#### [Page extract]
**********

All community mediation centers rely on volunteer mediators to do the work. Ideally, when recruiting mediators for a community mediation center, a wide range of criteria should be considered, in order to reflect the characteristics of the community in which the volunteers will activate. In reality, research indicates that mediation centers generally rely on volunteers who, on average, are white female, middle-class, older, and well-educated (Cole, McEwen and Rogers, 2009, supra note 35). There is also a variety of professional backgrounds among the community mediators including educators, psychologists, business people, and clergy (Cole, McEwen and Rogers, 2009, supra note 56).
The potential volunteers pass through a screening process, ranging from a very simple request to an elaborate application and interview process (Jacobs, 2011). In the United States, no state currently requires mediators to be certified or licensed to practice privately (Mediation Training Institute International, 2013), but the courts can impose minimum requirements for mediators who seek court referrals or even some additional training for certain types of mediation, like child custody.

**********

#### [What is required]
Print the passage on volunteer mediators at community mediation centers again in full, word for word.

**********

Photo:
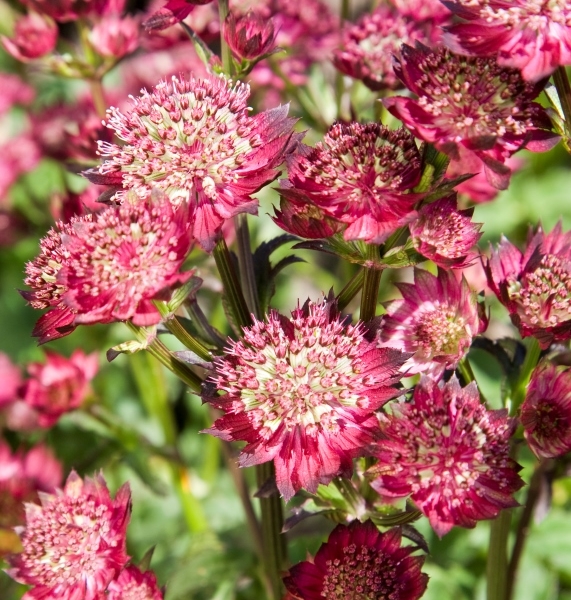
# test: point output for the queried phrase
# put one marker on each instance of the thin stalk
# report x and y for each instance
(231, 284)
(370, 294)
(351, 289)
(247, 275)
(497, 565)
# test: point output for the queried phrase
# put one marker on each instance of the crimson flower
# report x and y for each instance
(449, 453)
(303, 392)
(361, 563)
(446, 235)
(74, 543)
(470, 102)
(535, 286)
(533, 36)
(360, 176)
(195, 141)
(435, 320)
(546, 411)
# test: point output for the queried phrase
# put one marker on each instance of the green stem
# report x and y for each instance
(351, 289)
(231, 284)
(370, 294)
(497, 565)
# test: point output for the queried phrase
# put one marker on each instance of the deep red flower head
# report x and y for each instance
(361, 176)
(535, 286)
(546, 411)
(445, 235)
(367, 48)
(533, 36)
(59, 385)
(470, 102)
(358, 562)
(303, 392)
(74, 543)
(436, 319)
(249, 36)
(196, 141)
(449, 453)
(134, 584)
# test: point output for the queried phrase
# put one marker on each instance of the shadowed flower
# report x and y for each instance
(74, 543)
(535, 286)
(436, 320)
(471, 102)
(303, 392)
(533, 36)
(195, 141)
(59, 385)
(367, 48)
(546, 411)
(449, 453)
(361, 563)
(361, 176)
(133, 584)
(446, 235)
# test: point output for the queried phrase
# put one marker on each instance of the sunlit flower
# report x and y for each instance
(533, 36)
(133, 584)
(446, 235)
(303, 392)
(436, 320)
(470, 102)
(361, 563)
(195, 141)
(59, 385)
(546, 411)
(449, 453)
(361, 175)
(74, 543)
(535, 286)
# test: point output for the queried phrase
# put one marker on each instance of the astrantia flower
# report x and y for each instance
(59, 385)
(446, 235)
(358, 562)
(449, 453)
(367, 48)
(472, 102)
(546, 411)
(303, 392)
(535, 286)
(436, 319)
(361, 175)
(531, 35)
(133, 584)
(74, 543)
(195, 141)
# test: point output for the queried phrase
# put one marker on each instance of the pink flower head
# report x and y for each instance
(449, 453)
(114, 36)
(535, 286)
(361, 176)
(358, 562)
(470, 102)
(303, 392)
(367, 48)
(533, 36)
(546, 411)
(196, 141)
(35, 35)
(436, 320)
(133, 584)
(117, 262)
(74, 543)
(59, 385)
(249, 36)
(446, 235)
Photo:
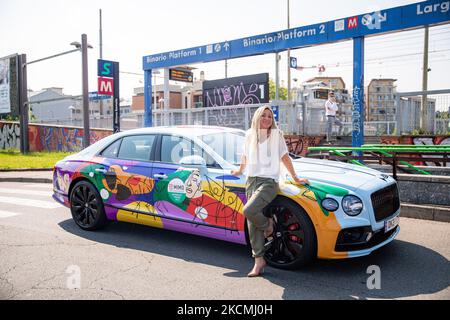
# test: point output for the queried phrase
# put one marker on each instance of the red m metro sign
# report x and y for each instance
(105, 86)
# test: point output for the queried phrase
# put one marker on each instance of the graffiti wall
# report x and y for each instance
(250, 89)
(419, 140)
(9, 135)
(48, 138)
(299, 144)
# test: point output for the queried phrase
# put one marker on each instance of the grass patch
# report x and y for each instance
(13, 159)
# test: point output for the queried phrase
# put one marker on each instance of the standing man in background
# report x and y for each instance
(330, 110)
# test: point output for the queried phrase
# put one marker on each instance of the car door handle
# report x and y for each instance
(160, 176)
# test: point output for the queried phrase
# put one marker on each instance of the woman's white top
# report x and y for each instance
(330, 108)
(265, 160)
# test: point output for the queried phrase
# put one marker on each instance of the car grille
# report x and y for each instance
(385, 202)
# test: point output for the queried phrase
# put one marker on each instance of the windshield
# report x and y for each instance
(228, 145)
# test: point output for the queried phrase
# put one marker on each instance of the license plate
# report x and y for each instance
(391, 224)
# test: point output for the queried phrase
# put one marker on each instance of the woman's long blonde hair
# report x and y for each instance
(255, 130)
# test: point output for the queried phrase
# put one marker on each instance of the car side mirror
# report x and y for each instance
(195, 160)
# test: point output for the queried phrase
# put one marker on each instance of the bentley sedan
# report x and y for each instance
(178, 178)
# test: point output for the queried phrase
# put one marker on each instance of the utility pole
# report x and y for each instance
(102, 112)
(424, 105)
(277, 76)
(84, 62)
(226, 68)
(289, 59)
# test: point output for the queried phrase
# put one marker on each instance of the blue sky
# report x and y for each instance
(135, 28)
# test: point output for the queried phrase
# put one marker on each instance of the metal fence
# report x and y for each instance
(409, 106)
(296, 118)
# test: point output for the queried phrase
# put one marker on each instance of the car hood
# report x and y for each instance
(340, 174)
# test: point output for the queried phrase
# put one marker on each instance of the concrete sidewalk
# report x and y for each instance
(410, 210)
(38, 176)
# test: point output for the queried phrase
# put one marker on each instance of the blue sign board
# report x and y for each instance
(293, 62)
(105, 68)
(95, 96)
(399, 18)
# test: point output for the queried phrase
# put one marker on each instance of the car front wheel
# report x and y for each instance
(87, 207)
(294, 242)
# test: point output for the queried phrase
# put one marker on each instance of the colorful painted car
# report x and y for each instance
(178, 178)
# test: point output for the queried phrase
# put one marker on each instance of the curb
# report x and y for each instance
(33, 180)
(408, 210)
(26, 169)
(425, 212)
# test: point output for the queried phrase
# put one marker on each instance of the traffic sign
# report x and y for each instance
(105, 68)
(106, 86)
(181, 75)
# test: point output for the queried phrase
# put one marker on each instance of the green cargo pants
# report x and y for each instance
(260, 192)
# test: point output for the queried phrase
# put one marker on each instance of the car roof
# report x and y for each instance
(184, 130)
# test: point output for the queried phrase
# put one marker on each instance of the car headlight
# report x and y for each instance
(352, 205)
(330, 204)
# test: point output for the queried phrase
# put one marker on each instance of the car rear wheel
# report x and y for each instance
(87, 207)
(294, 242)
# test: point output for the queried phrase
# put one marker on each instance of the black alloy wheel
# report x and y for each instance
(87, 207)
(294, 242)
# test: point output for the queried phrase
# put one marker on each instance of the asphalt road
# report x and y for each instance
(44, 255)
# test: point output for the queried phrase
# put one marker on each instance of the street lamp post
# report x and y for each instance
(84, 62)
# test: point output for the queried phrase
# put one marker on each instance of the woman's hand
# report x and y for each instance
(300, 180)
(236, 172)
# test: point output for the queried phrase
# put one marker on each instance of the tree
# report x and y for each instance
(282, 91)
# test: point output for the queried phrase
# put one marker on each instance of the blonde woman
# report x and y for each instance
(264, 151)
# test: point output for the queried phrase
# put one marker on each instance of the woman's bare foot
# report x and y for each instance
(258, 268)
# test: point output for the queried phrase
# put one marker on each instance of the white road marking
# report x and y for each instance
(39, 185)
(31, 202)
(7, 214)
(26, 192)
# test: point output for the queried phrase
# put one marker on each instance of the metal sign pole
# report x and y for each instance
(358, 93)
(116, 100)
(148, 98)
(84, 47)
(23, 103)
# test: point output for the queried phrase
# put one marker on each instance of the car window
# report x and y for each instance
(112, 150)
(136, 147)
(174, 148)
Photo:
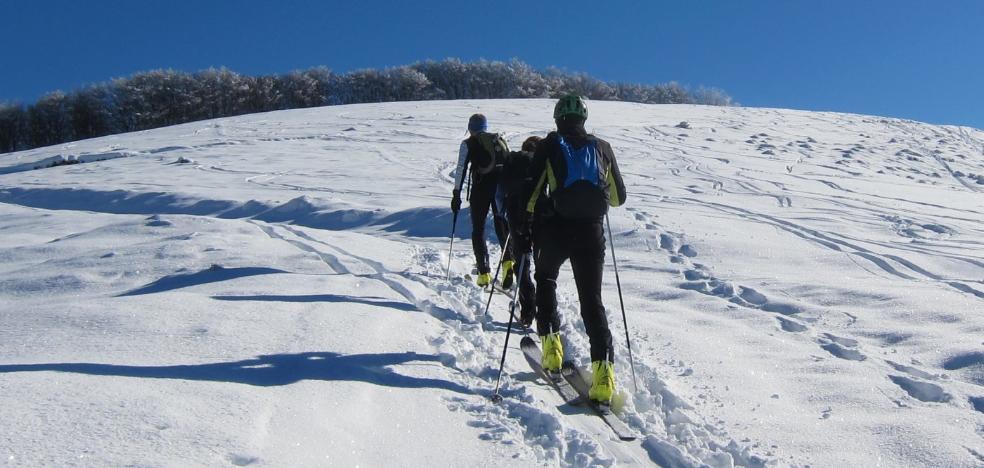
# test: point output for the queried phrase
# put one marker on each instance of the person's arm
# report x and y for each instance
(459, 170)
(616, 197)
(540, 175)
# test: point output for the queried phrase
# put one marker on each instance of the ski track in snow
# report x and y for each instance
(792, 178)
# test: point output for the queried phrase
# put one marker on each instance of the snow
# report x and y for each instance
(801, 288)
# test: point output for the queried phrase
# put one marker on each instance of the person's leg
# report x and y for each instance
(550, 255)
(481, 199)
(588, 263)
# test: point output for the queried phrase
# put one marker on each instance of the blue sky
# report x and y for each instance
(912, 59)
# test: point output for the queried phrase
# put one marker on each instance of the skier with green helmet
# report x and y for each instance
(574, 178)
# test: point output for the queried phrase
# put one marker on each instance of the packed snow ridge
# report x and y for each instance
(800, 288)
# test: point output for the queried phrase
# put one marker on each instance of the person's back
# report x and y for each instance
(479, 150)
(513, 180)
(582, 175)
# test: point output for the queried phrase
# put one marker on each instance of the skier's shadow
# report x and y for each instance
(271, 370)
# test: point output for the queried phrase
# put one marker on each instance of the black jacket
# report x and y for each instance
(548, 170)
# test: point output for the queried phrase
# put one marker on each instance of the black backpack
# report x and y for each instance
(489, 153)
(584, 193)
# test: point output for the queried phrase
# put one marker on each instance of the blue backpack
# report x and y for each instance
(584, 193)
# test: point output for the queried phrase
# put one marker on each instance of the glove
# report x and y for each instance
(455, 200)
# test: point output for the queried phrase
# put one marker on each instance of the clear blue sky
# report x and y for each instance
(913, 59)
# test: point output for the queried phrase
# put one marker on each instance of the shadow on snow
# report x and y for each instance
(271, 370)
(374, 301)
(211, 275)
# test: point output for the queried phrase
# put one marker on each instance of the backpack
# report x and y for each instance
(489, 153)
(584, 193)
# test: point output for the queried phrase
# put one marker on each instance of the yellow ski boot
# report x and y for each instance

**********

#### [Exercise response]
All community mediation centers rely on volunteer mediators to do the work. Ideally, when recruiting mediators for a community mediation center, a wide range of criteria should be considered, in order to reflect the characteristics of the community in which the volunteers will activate. In reality, research indicates that mediation centers generally rely on volunteers who, on average, are white female, middle-class, older, and well-educated (Cole, McEwen and Rogers, 2009, supra note 35). There is also a variety of professional backgrounds among the community mediators including educators, psychologists, business people, and clergy (Cole, McEwen and Rogers, 2009, supra note 56).
The potential volunteers pass through a screening process, ranging from a very simple request to an elaborate application and interview process (Jacobs, 2011). In the United States, no state currently requires mediators to be certified or licensed to practice privately (Mediation Training Institute International, 2013), but the courts can impose minimum requirements for mediators who seek court referrals or even some additional training for certain types of mediation, like child custody.